Desde 1992, a Lei n° 8.429 (a chamada Lei de Improbidade Administrativa) vigora sob o manto constitucional. Jurisprudência e doutrina, de mais de dois lustros, predominantes e de intelecção com sonoridade quase unânime, garantiram-lhe eficácia com abrangência normativa bastante para aclamá-la como um dos mais relevantes instrumentos colocados à disposição do Ministério Público e da sociedade, desta de forma mediata, para, na defesa da probidade administrativa, combater a corrupção. Esta, a corrupção, não foi ferida de morte ainda, talvez nunca o seja (alguns desvios comportamentais parecem até imanentes da raça humana), mas devemos sempre lutar para que ela esteja sob controle e em níveis reduzidos. Para tanto, sob as ordens do Direito e da Justiça, havemos de buscar, com vigilância permanente, um aparato persecutório forte o suficiente para a vitória nos entraves constantes contra mandatários que se portem de forma ilegal e/ou imoral.

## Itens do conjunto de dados

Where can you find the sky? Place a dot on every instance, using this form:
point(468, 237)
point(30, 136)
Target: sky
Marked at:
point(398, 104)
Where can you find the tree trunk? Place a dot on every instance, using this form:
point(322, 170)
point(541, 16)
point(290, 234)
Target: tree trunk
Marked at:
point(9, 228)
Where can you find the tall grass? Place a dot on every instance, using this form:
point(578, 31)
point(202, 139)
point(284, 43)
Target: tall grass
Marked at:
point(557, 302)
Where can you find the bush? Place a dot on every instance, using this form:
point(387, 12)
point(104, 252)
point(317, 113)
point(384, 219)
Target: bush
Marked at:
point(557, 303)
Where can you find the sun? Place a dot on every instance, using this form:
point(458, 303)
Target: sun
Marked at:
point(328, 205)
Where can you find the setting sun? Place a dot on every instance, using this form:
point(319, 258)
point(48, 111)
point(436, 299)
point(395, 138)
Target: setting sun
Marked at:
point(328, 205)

## Tarefas
- 1) Devolva, por favor, o trecho sobre a Lei de Improbidade Administrativa na íntegra, sem nenhuma alteração.
- 2) Indique somente o número de linhas dos registros que contêm a sequência "grass", diferenciando maiúsculas de minúsculas.
O texto e os registros não têm nenhuma relação entre si.

## Respostas do exercício
- 1)
Desde 1992, a Lei n° 8.429 (a chamada Lei de Improbidade Administrativa) vigora sob o manto constitucional. Jurisprudência e doutrina, de mais de dois lustros, predominantes e de intelecção com sonoridade quase unânime, garantiram-lhe eficácia com abrangência normativa bastante para aclamá-la como um dos mais relevantes instrumentos colocados à disposição do Ministério Público e da sociedade, desta de forma mediata, para, na defesa da probidade administrativa, combater a corrupção. Esta, a corrupção, não foi ferida de morte ainda, talvez nunca o seja (alguns desvios comportamentais parecem até imanentes da raça humana), mas devemos sempre lutar para que ela esteja sob controle e em níveis reduzidos. Para tanto, sob as ordens do Direito e da Justiça, havemos de buscar, com vigilância permanente, um aparato persecutório forte o suficiente para a vitória nos entraves constantes contra mandatários que se portem de forma ilegal e/ou imoral.

- 2) 2